→ WORK TO COMPLETE
State how many lines of the records contain the word "yellow", matching case exactly, and give only that number.

→ DATA FOR THE TASK
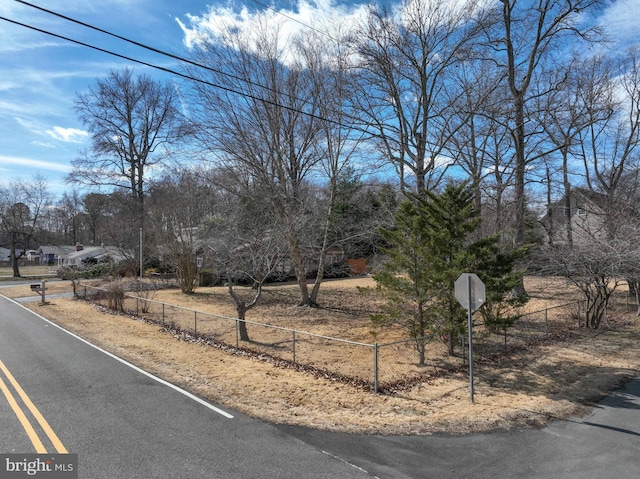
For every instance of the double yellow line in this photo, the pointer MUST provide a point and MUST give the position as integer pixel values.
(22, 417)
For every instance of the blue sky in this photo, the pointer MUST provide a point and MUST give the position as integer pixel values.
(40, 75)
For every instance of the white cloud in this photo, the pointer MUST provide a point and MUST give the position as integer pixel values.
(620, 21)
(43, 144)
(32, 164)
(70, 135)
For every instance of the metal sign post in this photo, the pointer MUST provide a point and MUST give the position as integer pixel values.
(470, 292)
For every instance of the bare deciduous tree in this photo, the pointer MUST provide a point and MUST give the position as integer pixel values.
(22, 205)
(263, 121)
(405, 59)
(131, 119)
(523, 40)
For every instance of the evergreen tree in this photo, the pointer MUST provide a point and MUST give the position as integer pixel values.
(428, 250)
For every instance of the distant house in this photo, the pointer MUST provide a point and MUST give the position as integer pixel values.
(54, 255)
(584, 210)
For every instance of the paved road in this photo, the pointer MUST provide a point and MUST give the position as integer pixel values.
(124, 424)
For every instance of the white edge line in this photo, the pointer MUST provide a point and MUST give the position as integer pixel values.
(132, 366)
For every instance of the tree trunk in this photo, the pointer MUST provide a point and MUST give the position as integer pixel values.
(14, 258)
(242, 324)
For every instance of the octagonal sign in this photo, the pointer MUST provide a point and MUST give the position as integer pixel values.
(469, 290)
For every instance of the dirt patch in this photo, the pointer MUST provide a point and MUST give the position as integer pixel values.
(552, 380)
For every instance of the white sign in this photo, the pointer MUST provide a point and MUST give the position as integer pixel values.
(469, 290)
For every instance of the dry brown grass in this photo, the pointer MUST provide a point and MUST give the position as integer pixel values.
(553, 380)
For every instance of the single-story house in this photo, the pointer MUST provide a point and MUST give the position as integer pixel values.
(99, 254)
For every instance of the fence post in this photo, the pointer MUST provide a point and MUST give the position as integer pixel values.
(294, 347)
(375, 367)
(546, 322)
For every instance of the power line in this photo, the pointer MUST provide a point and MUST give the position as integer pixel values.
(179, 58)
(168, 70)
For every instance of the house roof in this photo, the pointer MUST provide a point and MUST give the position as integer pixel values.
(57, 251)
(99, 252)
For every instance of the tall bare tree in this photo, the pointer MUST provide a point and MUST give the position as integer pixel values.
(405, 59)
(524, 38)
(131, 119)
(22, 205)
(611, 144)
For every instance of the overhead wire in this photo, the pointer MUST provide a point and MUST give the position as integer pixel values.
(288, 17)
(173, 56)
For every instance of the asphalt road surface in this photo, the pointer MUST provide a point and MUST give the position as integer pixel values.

==

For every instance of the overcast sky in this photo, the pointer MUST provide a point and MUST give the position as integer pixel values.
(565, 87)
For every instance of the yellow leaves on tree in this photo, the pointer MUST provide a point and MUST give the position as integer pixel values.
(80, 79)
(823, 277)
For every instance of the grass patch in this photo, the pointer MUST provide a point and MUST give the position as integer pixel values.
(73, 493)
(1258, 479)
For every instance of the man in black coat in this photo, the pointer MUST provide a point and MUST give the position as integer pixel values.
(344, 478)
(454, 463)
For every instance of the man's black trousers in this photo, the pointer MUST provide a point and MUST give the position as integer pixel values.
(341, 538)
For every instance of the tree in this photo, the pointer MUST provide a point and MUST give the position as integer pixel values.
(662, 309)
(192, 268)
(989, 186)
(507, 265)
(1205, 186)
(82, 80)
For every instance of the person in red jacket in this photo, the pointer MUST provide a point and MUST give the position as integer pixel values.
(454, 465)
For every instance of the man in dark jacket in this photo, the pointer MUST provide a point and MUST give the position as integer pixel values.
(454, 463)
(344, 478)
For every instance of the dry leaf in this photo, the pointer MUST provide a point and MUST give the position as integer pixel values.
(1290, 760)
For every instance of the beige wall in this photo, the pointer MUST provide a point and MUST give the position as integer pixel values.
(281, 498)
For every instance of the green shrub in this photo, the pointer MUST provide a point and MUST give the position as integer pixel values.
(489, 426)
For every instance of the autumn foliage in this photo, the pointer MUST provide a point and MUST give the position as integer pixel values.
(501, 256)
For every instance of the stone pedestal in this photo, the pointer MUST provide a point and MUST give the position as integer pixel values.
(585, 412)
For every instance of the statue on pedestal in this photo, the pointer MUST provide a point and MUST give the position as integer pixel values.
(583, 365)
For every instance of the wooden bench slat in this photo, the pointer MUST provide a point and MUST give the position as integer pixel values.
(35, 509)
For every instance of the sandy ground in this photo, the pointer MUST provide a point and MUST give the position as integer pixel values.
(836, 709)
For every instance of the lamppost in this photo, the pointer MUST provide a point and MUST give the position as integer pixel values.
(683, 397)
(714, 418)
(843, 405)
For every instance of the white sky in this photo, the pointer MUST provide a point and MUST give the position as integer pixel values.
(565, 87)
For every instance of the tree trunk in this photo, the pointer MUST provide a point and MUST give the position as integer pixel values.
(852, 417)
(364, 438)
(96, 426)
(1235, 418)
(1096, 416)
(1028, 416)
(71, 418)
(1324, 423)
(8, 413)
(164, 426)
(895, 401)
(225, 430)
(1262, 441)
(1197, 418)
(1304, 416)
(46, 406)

→ TASK OUTPUT
2